As the years went on my lessons continued and we had somehow begun a bit of a tradition at my house. My father had many old VHS tapes of classic movies, TV series, soccer games and music videos and we would all sit around the TV and watch them together. One series of tapes became my favorite. The variety show was a mix of classic funk, African, reggae and pop songs from the 70s and 80s.Some songs and videos deeply impacted me, sparking the desire to start my own collection. I took a blank tape from his cabinet, made a marking on it and began my journey of creating my personal music catalog. Over the years, my collection grew—and I started gifting mixtapes to friends and crushes alike. My classmates and I were constantly discussing music, trends and personal details about musicians and artists.

Some of my biggest inspirations from my early childhood

JAMES BASTIEN 1- PIANO.jpeg
JAMES BASTIEN 1- THEORY.jpeg
JAMES BASTIEN 1- TECHNIC.jpeg

CHAPTER 2

     5. Baby’s First Breakthrough… (Survivor)

 I was officially a deep fan of music and couldn't go anywhere without it. Destiny's Childs Survivor had just come out and it was a huge hit. The melody would play in my head all day and one afternoon, as I sat down to practice my piano I decided, I'm going to learn how to play that melody. My true journey began at that moment. I struggled to find and remember the notes and their progression. But I was determined to learn. After what felt like hours, I finally completed my task. I matched the notes with the melody in my head and I had somehow matched the key in my initial attempt. Goosebumps rose as I played it repeatedly, picking up speed with each pass. It must be what a runner’s high feels like—only I was just sitting, playing a song I couldn’t stop humming. It felt like I had broken through something profound and I immediately became overwhelmed as hundreds of other melodies from the years of consuming music rushed to my brain. In that moment, I felt like I had a gift from something beyond and I swore right there, to honor it and become a musician. And to this day, I’m still figuring out exactly how to do that. My practices were officially split between the theory and learning how to play my favorite songs or play along to songs on the TV.

 

All my older siblings played a key role in my love and passion for music as they all had classical training in piano as well and could all actually read and play music accordingly. They were always coming home with mixtapes, mix CDs and cd cases filled with current and old music and I would copy all of it onto our old Compaq Presario desktop PC when they were asleep or out of the house. My ear was well-trained, but my technical skills lacked practice and structure.

​Music my siblings showed me growing up! ​

 

 

 

 

 

 

 

 

As the years went on I continued to explore and dive deep into the world of music but it mostly seemed to compile works to create a themed feeling rather than invoking emotions through my own creations. Looking back, I think it was because I lacked real life experience and training that I could properly translate into my own music. I also didn't write enough to fully be confident in my work just yet. Yet, I continued to sharpen my blade and stay the course. In middle school, I began listening to a lot of EDM music and became obsessed with the progressions and the accompanying vocal arrangements. These anthems always set the tone, and I became infatuated with uncovering what made them so powerful. People would come to me for custom cd’s and mixes because I had music that was hard to find in some instances. That opened the door for many friends and acquaintances to always update me with new music news as well as fully cracked software’s as well as trial versions. By the time high school approached, I was a budding DJ in the making.

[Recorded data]
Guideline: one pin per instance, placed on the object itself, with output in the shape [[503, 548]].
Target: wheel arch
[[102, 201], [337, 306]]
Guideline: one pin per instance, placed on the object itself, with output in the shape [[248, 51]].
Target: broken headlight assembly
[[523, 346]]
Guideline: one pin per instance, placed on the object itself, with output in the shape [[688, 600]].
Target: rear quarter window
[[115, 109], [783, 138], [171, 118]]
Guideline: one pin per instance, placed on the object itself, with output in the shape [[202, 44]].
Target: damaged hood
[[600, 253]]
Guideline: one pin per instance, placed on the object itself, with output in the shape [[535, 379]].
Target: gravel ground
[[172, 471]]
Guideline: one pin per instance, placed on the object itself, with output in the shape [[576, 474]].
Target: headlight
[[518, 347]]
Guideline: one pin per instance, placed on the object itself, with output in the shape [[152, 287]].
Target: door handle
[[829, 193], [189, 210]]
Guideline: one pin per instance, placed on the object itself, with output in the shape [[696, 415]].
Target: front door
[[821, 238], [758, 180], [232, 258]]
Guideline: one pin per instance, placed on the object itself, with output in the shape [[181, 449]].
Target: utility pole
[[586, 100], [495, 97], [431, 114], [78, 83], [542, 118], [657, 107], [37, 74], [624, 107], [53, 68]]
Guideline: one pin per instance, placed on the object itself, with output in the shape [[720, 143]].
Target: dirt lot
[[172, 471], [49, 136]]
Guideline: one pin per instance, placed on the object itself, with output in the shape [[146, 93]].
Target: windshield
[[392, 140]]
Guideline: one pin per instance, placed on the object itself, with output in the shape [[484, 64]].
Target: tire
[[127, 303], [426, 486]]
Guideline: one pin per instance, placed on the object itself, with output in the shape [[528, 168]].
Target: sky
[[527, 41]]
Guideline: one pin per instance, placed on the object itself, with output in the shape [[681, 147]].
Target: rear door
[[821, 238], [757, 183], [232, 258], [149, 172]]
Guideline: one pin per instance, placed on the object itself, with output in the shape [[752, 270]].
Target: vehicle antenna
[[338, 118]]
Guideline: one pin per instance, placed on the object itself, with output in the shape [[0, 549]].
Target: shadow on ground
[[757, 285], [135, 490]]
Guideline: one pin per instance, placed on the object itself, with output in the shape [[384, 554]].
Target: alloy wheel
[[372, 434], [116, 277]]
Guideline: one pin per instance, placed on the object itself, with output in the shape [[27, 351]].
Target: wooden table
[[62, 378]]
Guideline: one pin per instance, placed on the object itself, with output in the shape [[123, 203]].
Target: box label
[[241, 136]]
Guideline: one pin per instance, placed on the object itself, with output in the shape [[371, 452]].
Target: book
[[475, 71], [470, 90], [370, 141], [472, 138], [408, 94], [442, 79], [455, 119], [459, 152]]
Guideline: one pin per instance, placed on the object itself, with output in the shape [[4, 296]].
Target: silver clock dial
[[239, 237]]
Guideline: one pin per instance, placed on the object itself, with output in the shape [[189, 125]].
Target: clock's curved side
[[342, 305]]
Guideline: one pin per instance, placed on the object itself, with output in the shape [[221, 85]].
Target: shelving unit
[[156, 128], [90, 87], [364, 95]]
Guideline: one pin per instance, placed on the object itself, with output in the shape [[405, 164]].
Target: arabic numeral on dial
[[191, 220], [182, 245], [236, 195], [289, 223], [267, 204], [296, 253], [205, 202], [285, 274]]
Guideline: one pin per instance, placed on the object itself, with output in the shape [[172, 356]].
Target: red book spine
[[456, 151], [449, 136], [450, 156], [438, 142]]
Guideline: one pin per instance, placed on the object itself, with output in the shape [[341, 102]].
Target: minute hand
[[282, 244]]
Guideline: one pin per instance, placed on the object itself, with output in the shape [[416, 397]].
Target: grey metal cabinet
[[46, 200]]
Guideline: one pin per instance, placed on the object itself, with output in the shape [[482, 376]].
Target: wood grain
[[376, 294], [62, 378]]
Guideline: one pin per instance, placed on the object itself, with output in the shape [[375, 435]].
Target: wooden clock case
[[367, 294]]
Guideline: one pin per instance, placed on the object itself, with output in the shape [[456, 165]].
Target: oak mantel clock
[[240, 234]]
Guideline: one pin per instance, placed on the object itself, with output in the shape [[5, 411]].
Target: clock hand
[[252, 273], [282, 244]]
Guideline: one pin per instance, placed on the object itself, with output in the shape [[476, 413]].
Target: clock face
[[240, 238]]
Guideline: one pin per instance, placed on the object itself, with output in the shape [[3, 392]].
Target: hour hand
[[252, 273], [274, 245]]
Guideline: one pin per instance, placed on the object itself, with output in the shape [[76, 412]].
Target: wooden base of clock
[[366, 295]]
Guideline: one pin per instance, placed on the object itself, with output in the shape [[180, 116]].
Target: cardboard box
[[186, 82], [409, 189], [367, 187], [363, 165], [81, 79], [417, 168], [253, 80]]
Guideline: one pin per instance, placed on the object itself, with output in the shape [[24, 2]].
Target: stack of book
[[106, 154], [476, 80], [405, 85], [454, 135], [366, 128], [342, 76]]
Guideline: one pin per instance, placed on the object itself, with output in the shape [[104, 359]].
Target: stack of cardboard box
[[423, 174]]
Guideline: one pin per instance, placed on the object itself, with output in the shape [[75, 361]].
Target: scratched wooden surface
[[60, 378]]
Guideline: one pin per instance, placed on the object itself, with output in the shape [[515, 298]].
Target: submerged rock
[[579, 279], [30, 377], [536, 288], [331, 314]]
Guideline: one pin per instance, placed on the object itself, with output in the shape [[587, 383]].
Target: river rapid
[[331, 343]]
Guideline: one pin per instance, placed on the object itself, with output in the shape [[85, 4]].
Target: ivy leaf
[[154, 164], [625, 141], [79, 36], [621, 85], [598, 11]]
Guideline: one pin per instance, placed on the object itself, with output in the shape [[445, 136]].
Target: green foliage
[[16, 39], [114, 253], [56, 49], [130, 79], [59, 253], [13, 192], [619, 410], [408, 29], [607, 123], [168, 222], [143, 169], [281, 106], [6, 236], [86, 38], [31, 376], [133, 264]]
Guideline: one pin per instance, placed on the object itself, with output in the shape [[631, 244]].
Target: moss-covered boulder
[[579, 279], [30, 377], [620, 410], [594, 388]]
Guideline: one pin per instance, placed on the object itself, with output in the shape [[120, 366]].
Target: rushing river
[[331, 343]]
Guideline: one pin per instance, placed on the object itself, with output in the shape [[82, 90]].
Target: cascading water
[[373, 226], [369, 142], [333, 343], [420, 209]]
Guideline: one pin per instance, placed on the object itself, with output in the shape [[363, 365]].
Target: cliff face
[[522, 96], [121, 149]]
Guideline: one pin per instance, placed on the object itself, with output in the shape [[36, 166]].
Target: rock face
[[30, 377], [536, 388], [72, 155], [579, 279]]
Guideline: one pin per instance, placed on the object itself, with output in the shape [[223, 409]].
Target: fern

#### Your instructions:
Reproduce the passage on learning music word for word, from "All my older" up to and including "practice and structure.".

#### Full output:
All my older siblings played a key role in my love and passion for music as they all had classical training in piano as well and could all actually read and play music accordingly. They were always coming home with mixtapes, mix CDs and cd cases filled with current and old music and I would copy all of it onto our old Compaq Presario desktop PC when they were asleep or out of the house. My ear was well-trained, but my technical skills lacked practice and structure.